── RECORDS PROVIDED
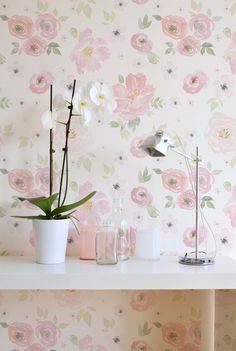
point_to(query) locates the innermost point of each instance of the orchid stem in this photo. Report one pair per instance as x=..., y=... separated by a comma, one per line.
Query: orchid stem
x=65, y=150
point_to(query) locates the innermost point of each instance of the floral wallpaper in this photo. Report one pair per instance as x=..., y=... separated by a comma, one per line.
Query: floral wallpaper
x=170, y=65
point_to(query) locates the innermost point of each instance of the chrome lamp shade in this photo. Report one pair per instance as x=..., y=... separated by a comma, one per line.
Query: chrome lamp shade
x=158, y=145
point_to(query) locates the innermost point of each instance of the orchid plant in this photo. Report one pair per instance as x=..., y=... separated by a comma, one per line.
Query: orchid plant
x=84, y=102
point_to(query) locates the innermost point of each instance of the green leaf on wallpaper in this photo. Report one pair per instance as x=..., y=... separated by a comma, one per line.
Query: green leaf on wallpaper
x=133, y=124
x=227, y=339
x=144, y=330
x=144, y=176
x=144, y=23
x=228, y=186
x=153, y=58
x=233, y=8
x=121, y=78
x=4, y=103
x=157, y=324
x=74, y=340
x=152, y=211
x=227, y=32
x=157, y=17
x=2, y=59
x=157, y=170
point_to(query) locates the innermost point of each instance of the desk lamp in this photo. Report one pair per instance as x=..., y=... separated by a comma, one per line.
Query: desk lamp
x=158, y=145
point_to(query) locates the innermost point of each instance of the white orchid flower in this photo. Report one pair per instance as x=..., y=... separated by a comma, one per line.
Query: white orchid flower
x=81, y=104
x=101, y=96
x=48, y=120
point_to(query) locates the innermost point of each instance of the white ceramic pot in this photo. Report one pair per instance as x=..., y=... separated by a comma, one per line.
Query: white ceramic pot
x=50, y=240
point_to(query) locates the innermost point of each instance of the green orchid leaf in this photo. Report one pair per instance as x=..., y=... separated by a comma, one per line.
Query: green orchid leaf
x=44, y=203
x=69, y=207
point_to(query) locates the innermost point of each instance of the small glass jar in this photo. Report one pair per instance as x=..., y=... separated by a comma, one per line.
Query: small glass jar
x=106, y=244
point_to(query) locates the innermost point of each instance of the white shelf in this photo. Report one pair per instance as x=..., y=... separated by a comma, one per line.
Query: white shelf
x=17, y=273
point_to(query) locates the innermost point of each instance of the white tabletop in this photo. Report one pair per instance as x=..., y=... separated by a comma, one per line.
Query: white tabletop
x=22, y=272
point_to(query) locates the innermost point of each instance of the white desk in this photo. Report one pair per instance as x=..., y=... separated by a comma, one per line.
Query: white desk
x=20, y=273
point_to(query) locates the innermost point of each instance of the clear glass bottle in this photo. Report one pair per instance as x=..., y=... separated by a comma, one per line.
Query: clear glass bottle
x=106, y=244
x=118, y=219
────
[TASK TO CARRY OUT]: If pictures are present, they are dropped, and the entries above are written out word for word.

[RESPONSE TO THE EXERCISE]:
point_to(query) locates the innermost point of each instance of the orchid stem in this photo. Report one pair per instance as x=..., y=... separated by a comma, one per line.
Query: orchid stem
x=65, y=150
point_to(query) locates the innermost point of each instance of the floral wallpaper in this photo. Report one pair per instance as x=..., y=... separated by a comma, one per line.
Query: floral wallpaper
x=170, y=65
point_to(query) locates the innermost point of each instance of the chrome lamp shade in this photo. Report one pair per instance as x=..., y=... separated by a comma, one per line.
Query: chrome lamp shade
x=158, y=145
point_to(query) locates the innermost point of each instance of the orchid plant in this photo. Report one pair per instance as x=..., y=... separated by a comma, one per line.
Query: orchid plant
x=84, y=102
point_to(query) locates the innermost point of each instance of the green leaf on wallpaper in this photo. Report one pair per instance as x=..., y=... separated by a comma, one per line.
Query: green leaf on wallpaper
x=133, y=124
x=227, y=339
x=144, y=330
x=144, y=176
x=144, y=23
x=228, y=186
x=153, y=58
x=233, y=8
x=121, y=78
x=4, y=103
x=157, y=324
x=74, y=340
x=152, y=211
x=227, y=32
x=157, y=17
x=2, y=59
x=157, y=170
point_to(query) locates the innermost point of each instance of the desk lamp in this photo. Report one pair per instance as x=..., y=... separated by a comma, one per line.
Query: desk lamp
x=158, y=145
point_to(query) locates the innermost point of each instance of the white orchid flower in this photo. Report one pair per instance as x=..., y=... separated by a comma, one per line.
Query: white orchid flower
x=81, y=104
x=101, y=96
x=48, y=120
point_to(query) locates the innermost point of each instance of the white ceramic pot in this photo. Report one pair per instance as x=..., y=... separated by a comma, one per line.
Query: white ceramic pot
x=50, y=240
point_to(query) locates the innermost point of each instance of the green orchid leaf in this photo. Report one pair per instance as x=..., y=... separated by a comma, one per line.
Query: green orchid leaf
x=44, y=203
x=69, y=207
point_to(query) locates the innermost point of each instance of the small glass jar in this photo. Report one pair per instance as x=..., y=... separated by a comma, one per line.
Query: small glass jar
x=106, y=244
point_to(query) locates the innermost point of each instance of the white shelf in this photo. Report one pair per instance as x=..., y=... separated by a comma, one per line.
Query: white shelf
x=17, y=273
point_to(query) locates the innermost point of each instance of the white tabletop in this photo. Report one pair per instance as x=..., y=... separated by a comma, one per line.
Query: white tabletop
x=22, y=272
point_to(query) locates the innermost point of each instance of the white desk in this photo. Report one pair per instance as x=..., y=... separated by a comma, one per line.
Query: white desk
x=20, y=273
point_to(query) locates the innermost point of each instance of the clear glass bottle in this photo. Report one pair per instance as x=..., y=... separated by a comma, one per line.
Query: clear glass bottle
x=106, y=244
x=118, y=219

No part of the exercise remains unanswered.